Graph k-NN decision boundaries in Matplotlib

MatplotlibPythonData Visualization

To make graph k-NN decision boundaries in matplotlib, we can take the following Steps.

Steps

  • Set the figure size and adjust the padding between and around the subplots.

  • Initialize a variable n_neighbors for number of neighbors.

  • Load and return the iris dataset (classification).

  • Create x and y data points.

  • Make lists of dark and light colors.

  • Classifier implementing the k-nearest neighbors vote.

  • Create xmin, xmax, ymin and ymax  data points.

  • Create a new figure or activate an existing figure.

  • Create a contourf plot.

DATA ROWS:
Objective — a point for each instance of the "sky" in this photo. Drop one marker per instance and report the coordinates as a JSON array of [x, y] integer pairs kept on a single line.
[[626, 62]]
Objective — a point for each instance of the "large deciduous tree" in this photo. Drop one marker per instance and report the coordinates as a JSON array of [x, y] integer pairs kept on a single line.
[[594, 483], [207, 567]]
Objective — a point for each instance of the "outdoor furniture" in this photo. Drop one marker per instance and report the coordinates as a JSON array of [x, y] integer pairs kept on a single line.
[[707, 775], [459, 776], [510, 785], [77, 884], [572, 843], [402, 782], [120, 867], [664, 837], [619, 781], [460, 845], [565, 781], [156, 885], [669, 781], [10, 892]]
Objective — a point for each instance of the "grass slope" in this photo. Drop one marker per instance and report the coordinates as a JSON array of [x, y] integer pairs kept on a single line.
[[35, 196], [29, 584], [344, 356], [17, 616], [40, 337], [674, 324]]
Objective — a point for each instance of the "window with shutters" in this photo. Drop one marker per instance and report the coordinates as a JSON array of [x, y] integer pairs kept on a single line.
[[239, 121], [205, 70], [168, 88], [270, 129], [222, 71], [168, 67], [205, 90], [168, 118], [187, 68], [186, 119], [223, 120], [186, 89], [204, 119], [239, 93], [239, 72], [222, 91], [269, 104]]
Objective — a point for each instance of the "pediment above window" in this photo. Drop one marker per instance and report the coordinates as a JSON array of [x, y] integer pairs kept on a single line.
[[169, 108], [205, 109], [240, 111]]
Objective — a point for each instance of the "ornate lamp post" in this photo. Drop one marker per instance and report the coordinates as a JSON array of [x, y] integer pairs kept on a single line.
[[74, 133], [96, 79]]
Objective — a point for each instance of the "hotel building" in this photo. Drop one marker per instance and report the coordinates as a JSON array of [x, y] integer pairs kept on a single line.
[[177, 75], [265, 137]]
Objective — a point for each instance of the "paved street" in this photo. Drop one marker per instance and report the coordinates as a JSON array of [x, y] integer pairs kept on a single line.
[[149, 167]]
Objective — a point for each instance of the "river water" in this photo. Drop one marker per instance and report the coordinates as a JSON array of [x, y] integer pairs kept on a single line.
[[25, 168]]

STATED GOAL A: Please list each step in the Matplotlib k-NN decision boundary page that begins with the word "Create".
STATED GOAL B: Carry on the Matplotlib k-NN decision boundary page with the steps that follow its last one.

ANSWER A:
- Create x and y data points.
- Create xmin, xmax, ymin and ymax data points.
- Create a new figure or activate an existing figure.
- Create a contourf plot.

ANSWER B:
  • Create a scatter plot with X dataset.

  • Set x and y axes labels, titles and scale of the axes.

  • To display the figure, use Show() method.

Example

import numpy as np
import matplotlib.pyplot as plt
import seaborn as sns
from matplotlib.colors import ListedColormap
from sklearn import neighbors, datasets

plt.rcParams["figure.figsize"] = [7.00, 3.50]
plt.rcParams["figure.autolayout"] = True

n_neighbors = 15
iris = datasets.load_iris()
X = iris.data[:, :2]
y = iris.target
h = .02

cmap_light = ListedColormap(['orange', 'cyan', 'cornflowerblue'])
cmap_bold = ['darkorange', 'c', 'darkblue']


clf = neighbors.KNeighborsClassifier(n_neighbors, weights='uniform')
clf.fit(X, y)

x_min, x_max = X[:, 0].min() - 1, X[:, 0].max() + 1
y_min, y_max = X[:, 1].min() - 1, X[:, 1].max() + 1
xx, yy = np.meshgrid(np.arange(x_min, x_max, h),
np.arange(y_min, y_max, h))
Z = clf.predict(np.c_[xx.ravel(), yy.ravel()])
Z = Z.reshape(xx.shape)

plt.figure()

plt.contourf(xx, yy, Z, cmap=cmap_light)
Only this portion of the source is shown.